--- YOUR TASK ---
Every entry must be copied word for word.
-- RECORDS SUPPLIED start --
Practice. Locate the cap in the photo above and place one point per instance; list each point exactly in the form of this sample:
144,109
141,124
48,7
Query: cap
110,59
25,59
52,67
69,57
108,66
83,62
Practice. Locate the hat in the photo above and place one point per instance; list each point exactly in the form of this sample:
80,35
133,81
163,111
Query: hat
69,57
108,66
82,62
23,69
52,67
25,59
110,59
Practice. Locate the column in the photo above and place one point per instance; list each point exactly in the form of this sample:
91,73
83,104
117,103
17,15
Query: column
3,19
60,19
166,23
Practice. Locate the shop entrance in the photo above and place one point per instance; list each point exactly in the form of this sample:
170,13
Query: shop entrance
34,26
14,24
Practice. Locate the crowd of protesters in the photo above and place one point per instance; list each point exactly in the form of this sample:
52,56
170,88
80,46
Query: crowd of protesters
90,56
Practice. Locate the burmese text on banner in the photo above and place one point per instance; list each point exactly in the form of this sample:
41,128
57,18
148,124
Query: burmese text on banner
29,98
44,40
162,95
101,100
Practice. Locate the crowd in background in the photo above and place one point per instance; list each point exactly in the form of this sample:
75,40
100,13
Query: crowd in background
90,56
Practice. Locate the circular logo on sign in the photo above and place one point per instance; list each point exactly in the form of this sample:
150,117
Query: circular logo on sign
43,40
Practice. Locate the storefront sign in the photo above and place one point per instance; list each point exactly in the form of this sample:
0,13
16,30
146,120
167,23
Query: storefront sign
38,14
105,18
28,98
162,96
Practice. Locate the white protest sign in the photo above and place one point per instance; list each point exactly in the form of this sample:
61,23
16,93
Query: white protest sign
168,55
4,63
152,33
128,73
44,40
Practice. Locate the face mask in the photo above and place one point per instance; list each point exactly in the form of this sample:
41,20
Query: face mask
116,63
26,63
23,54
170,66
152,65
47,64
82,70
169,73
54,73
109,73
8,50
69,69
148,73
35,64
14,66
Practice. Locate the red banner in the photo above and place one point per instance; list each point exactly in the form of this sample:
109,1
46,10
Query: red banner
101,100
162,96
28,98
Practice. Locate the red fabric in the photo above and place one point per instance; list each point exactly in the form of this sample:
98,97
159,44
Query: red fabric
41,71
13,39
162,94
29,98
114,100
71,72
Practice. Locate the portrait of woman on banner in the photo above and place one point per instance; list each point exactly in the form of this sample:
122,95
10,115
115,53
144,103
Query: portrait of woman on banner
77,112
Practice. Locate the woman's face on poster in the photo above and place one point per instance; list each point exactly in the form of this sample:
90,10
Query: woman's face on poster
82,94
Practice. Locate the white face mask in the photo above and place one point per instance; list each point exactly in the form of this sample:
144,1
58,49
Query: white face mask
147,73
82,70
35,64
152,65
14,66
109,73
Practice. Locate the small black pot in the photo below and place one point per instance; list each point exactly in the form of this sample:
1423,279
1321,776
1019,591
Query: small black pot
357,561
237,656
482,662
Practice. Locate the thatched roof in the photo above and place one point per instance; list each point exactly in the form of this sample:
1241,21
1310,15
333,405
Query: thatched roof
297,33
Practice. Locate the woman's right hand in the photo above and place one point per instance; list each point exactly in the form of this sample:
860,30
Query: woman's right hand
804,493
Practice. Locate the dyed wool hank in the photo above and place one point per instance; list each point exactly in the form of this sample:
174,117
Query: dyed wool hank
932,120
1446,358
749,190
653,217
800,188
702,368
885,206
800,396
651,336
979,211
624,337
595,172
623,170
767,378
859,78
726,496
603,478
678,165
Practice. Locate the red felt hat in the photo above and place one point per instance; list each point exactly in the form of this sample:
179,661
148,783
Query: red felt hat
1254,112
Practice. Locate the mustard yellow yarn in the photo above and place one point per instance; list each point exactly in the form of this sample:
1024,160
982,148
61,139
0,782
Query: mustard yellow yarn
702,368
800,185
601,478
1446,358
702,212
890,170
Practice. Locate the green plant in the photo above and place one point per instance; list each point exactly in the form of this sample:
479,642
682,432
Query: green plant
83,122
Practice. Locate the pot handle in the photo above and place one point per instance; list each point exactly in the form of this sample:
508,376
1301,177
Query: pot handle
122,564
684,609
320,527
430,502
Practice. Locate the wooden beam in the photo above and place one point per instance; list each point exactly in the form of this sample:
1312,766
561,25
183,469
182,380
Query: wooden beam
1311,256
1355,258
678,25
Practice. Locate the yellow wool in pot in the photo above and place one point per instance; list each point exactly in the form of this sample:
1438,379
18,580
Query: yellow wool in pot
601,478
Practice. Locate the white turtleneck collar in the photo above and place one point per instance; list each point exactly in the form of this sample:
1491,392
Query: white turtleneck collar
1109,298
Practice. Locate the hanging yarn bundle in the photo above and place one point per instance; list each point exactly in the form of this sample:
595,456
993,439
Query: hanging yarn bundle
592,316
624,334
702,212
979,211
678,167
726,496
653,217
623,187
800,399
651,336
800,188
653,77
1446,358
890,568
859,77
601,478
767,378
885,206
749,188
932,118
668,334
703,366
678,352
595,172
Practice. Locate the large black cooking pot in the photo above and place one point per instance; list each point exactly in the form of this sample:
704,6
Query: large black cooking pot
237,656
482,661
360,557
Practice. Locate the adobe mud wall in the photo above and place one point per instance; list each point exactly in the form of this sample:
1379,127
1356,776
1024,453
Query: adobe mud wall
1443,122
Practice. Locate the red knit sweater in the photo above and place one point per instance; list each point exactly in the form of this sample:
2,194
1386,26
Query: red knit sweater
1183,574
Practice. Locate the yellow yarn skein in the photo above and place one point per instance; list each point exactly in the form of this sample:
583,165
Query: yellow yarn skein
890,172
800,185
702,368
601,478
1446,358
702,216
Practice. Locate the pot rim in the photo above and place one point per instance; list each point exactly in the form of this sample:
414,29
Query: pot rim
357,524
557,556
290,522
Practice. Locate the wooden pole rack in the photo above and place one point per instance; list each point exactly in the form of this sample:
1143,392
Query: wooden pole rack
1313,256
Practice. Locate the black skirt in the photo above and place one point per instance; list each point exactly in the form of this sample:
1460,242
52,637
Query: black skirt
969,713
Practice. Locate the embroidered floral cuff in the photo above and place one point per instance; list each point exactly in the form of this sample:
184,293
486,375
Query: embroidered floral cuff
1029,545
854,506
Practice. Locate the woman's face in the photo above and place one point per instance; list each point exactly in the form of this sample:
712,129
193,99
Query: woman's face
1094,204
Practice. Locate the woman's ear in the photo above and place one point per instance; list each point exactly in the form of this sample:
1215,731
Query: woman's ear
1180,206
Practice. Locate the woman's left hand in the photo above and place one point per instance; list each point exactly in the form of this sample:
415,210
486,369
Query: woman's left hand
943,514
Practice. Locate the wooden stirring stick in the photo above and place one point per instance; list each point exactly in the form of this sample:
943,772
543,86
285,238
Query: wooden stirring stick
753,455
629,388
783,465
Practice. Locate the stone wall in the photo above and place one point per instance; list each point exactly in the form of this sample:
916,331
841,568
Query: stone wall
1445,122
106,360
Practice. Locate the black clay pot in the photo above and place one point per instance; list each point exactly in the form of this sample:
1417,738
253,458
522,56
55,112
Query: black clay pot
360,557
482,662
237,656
-- RECORDS SUPPLIED end --
--- ANSWER TO THIS TASK ---
Practice. Locate the cap in the photo above and place one point per instance; list each point exactly in the form of this sample:
144,109
141,124
48,7
Query: cap
110,59
25,59
52,67
69,57
108,66
83,62
Practice. Locate the hat in the photo above and place one point per instance; list each point exactly in the form of this sample:
80,35
133,81
163,111
Query: hat
69,57
108,66
82,62
23,69
52,67
25,59
110,59
Practice. Locate the column in the photo above and place one point per instance; list each point exactly in the form of this sample:
91,73
83,104
117,103
17,15
Query: column
3,19
60,19
166,23
Practice. Locate the shop entrance in the photo above and place one point per instance; list each point exactly in the form of this sample:
170,13
Query: shop entrance
34,26
14,24
Practice. Locate the crowd of protesters in the photo above and place one point per instance; list each point exactly in the form of this sample:
52,56
170,88
80,46
Query: crowd of protesters
90,56
Practice. Locate the burmese text on banner in the photo above and place one point per instance; list each point exactly in the form of this sample:
41,128
57,18
148,124
Query: burmese text on banner
29,98
44,40
162,95
101,100
Practice. Locate the crowd in background in the photo above and place one point per instance; list each point exactly in the form of this sample:
75,40
100,13
Query: crowd in background
90,56
Practice. Locate the circular logo on sign in the photo above and place one point per instance; list each point exactly in the form of this sample:
150,117
Query: circular logo on sign
43,40
Practice. Locate the storefront sign in the photo above and place one point per instance; list each point exactly in the form of this sample:
0,13
16,30
146,120
167,23
Query: storefront sign
38,14
105,18
28,98
162,96
Practice. Locate the white protest sign in the photo above and place one point per instance; list each point exactly in the form of this sample:
61,23
16,93
Query: white protest sign
168,55
4,63
152,33
128,73
44,40
Practice. Locate the face mask in the photo above and place one point per instance; list each point exactly in the form of this sample:
41,20
Query: face mask
116,63
26,63
23,54
170,66
152,65
47,64
82,70
169,73
54,73
109,73
8,50
69,69
148,73
35,64
14,66
Practice. Locate the red banner in the photo above and place one point per instance; list each point exactly in the form of this sample:
109,1
46,10
Query: red banner
101,100
162,96
28,98
Practice. Locate the red fabric in the photo above and place one point per instance; list each point exactly in the form of this sample:
98,97
159,44
Query: red fabric
41,71
13,39
162,94
29,98
114,100
71,72
Practice. Locate the portrait of woman on banner in the photo above and place one point per instance; list each point exactly in the form of this sample:
122,95
10,115
115,53
144,103
Query: portrait of woman on banner
77,112
Practice. Locate the woman's face on poster in the photo above and place one point per instance; list each point exactly in the form of this sample:
90,10
Query: woman's face on poster
82,94
Practice. Locate the white face mask in the photo above and place one point per instance; list each point exactly in the form of this sample:
144,1
58,49
Query: white face mask
147,73
82,70
35,64
152,65
14,66
109,73
Practice. Locate the small black pot in the photo below and place one point per instance; list each point exactly in the form of this sample:
1423,279
1321,776
1019,591
Query: small black pot
357,561
237,656
482,662
Practice. Locate the thatched roof in the photo above and place one point per instance; list each point exactly in the form of this sample:
1241,21
1310,15
333,405
Query: thatched roof
297,33
Practice. Locate the woman's right hand in the photo above and place one point per instance; list each point exactly in the form of this sample:
860,30
Query: woman's right hand
804,493
Practice. Locate the dyed wool hank in the photo above and place one point per instance; list each point exactly in the form of this sample:
174,117
Query: dyed wool hank
932,120
1446,358
749,190
653,217
800,188
702,368
885,206
800,396
651,336
979,211
624,337
595,172
623,170
767,378
859,78
726,496
603,478
678,165
Practice. Locate the red felt hat in the photo above and place one point per instance; list each point exactly in the form of this sample:
179,661
148,783
Query: red felt hat
1254,112
Practice. Locate the mustard yellow yarn in the photo above and place one point per instance; list each point exactly in the form of this sample:
1024,160
982,148
61,139
0,782
Query: mustard yellow yarn
702,368
800,185
601,478
1446,358
702,212
890,170
Practice. Locate the green plant in the photo above and place one point per instance; list each point exactly in the form of this sample:
479,642
682,432
Query: green plant
83,122
Practice. Locate the pot handle in the photo above and place one point per instance; list each point exactly in the form of this sample:
508,376
1301,177
Query: pot handle
122,564
684,609
320,527
430,502
Practice. Locate the wooden beam in the photo above and place one point per instance; list each point exactly in the form of this sample:
1312,766
561,25
183,469
182,380
Query: wooden beam
1311,256
1355,258
678,25
Practice. Locate the yellow wool in pot in the photo above and place one point per instance; list each point exactly in the form of this sample:
1438,379
18,580
Query: yellow wool in pot
601,478
Practice. Locate the white turtleneck collar in the photo above and place one point per instance; list each point exactly in the form of this sample:
1491,392
Query: white turtleneck collar
1109,298
Practice. Locate the hanging yarn bundle in the photo above and place one point per instance; list each point exactly in the form of this sample:
595,456
993,439
Query: hanging yarn bundle
592,316
624,334
702,212
979,211
678,167
726,496
653,217
623,187
800,399
651,336
800,188
653,77
1446,358
890,568
859,77
601,478
767,378
885,206
749,188
932,118
668,334
703,366
678,352
595,172
Practice. Locate the large black cooking pot in the photo above and place one point per instance; list each point exactly in the form of this sample:
704,6
Query: large black cooking pot
237,656
482,661
360,557
Practice. Locate the adobe mud wall in the photo above and place one point per instance; list each point exactly in the form of this sample:
1379,127
1356,776
1024,453
Query: adobe mud wall
1443,122
Practice. Locate the red knit sweater in the photo above and place one point per instance; list each point exactly in the form of this sample:
2,194
1386,26
Query: red knit sweater
1183,574
Practice. Locate the yellow yarn skein in the photo above and place one point per instance; list each point exactly in the form of this sample:
583,165
Query: yellow yarn skein
890,172
800,185
702,368
601,478
1446,358
702,216
Practice. Locate the pot rim in the photo above and place one point per instance; list each point exactly in the form of this sample:
414,29
Query: pot rim
357,524
557,556
290,522
Practice. Locate the wooden pole rack in the photo above and place one point per instance; list each point exactly in the form of this sample:
1143,392
Query: wooden pole rack
1313,256
Practice. Locate the black skirt in the photo above and place one point per instance; list each point exactly in the form of this sample:
1460,242
52,637
Query: black skirt
969,713
Practice. Locate the embroidered floral cuff in the photo above and place one point per instance; list each point exactly in the form of this sample:
184,293
486,375
Query: embroidered floral cuff
1029,545
854,506
Practice. Locate the woman's face in the photo above and place one point per instance; list each point exactly in the form of this sample:
712,129
193,99
Query: woman's face
1094,204
Practice. Locate the woman's ear in the photo above and place one point per instance; list each point exactly in the form of this sample:
1215,731
Query: woman's ear
1180,206
Practice. Locate the woman's left hand in the photo above and place one point per instance; list each point exactly in the form of this sample:
415,210
486,369
Query: woman's left hand
943,514
Practice. Locate the wooden stirring stick in the photo above and place one point per instance; list each point exactly in the form of this sample:
943,772
543,86
285,238
Query: wooden stirring stick
753,455
629,388
783,465
Practice. Locate the stone wall in the photo above and place one point per instance; list each point exactly in the form of this sample:
916,331
841,568
Query: stone wall
1445,122
106,360
Practice. Locate the black clay pot in the photo above and place one point per instance; list each point exactly in the form of this sample:
1417,738
253,458
522,56
55,112
Query: black clay pot
360,557
482,662
237,656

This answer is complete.